** SOURCE TEXT **
------------------------

Sex blogging


Mr Henry has sadly suffered a hissy fit of epic proportions, which has led to his ultimate demise.

Once he was a studly and virile lover. Sadly, over the years his prowess waned considerably, and he has been reduced to whining and wailing dramatically in lieu of any real sexual interaction. His famously short cock, albeit rich in girth, lusts vainly after strapping young Korean lads, who wouldn’t touch the crusty old gaijin with a barge pole, and so much more so not their own.

His fetish for being cuckolded was what brought about his final downfall. Unable to accept that the woman who he repeatedly claimed to love over the course of 12 years, to whom he said over and over “It’s you. It’s always been you. It will always be you.” was free of him, and no longer wanted anything to do with him, he self-imploded.

The final straw came when she told him of her life and her stable of studly, sexy, virile lovers who have never even looked at a little blue pill, and her ongoing divorce. To her, as to most normal humans, this was called “news”, or “what’s going on in my life, man who I haven’t seen since 2006”. To him, this was an invitation to self-harm, throw a temper tantrum, and finally, completely, and utterly, lose his shit.

------------------------

** DATA EXTRACT **
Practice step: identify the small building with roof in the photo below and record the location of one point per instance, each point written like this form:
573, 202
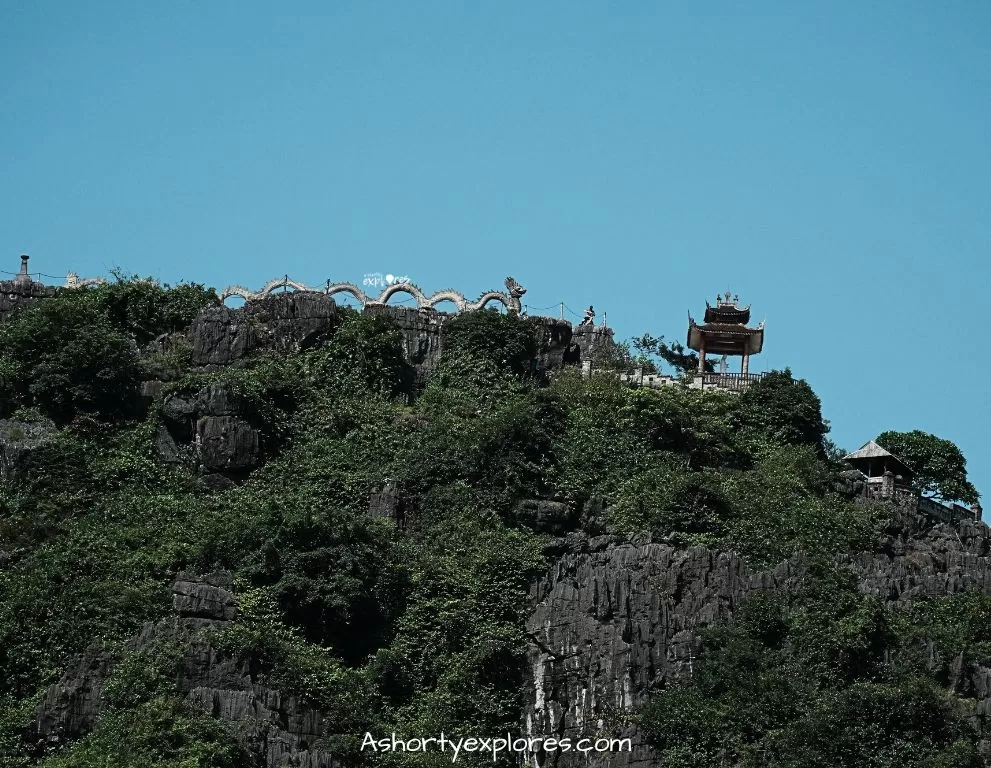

------------------------

** TASKS AND EXERCISES **
A – In the sex blogging post, rewrite the passage that begins at the words "Once he was" and stops after "not their own.", replacing "barge pole" with "ten-foot pole".
B – According to the sex blogging post, what brought about Mr Henry's final downfall, and how? Answer in one to three sentences.

** THE ANSWERS **
A –
Once he was a studly and virile lover. Sadly, over the years his prowess waned considerably, and he has been reduced to whining and wailing dramatically in lieu of any real sexual interaction. His famously short cock, albeit rich in girth, lusts vainly after strapping young Korean lads, who wouldn’t touch the crusty old gaijin with a ten-foot pole, and so much more so not their own.

B – His fetish for being cuckolded brought about his final downfall. He could not accept that the woman he had claimed to love for 12 years was free of him and no longer wanted anything to do with him, so he self-imploded.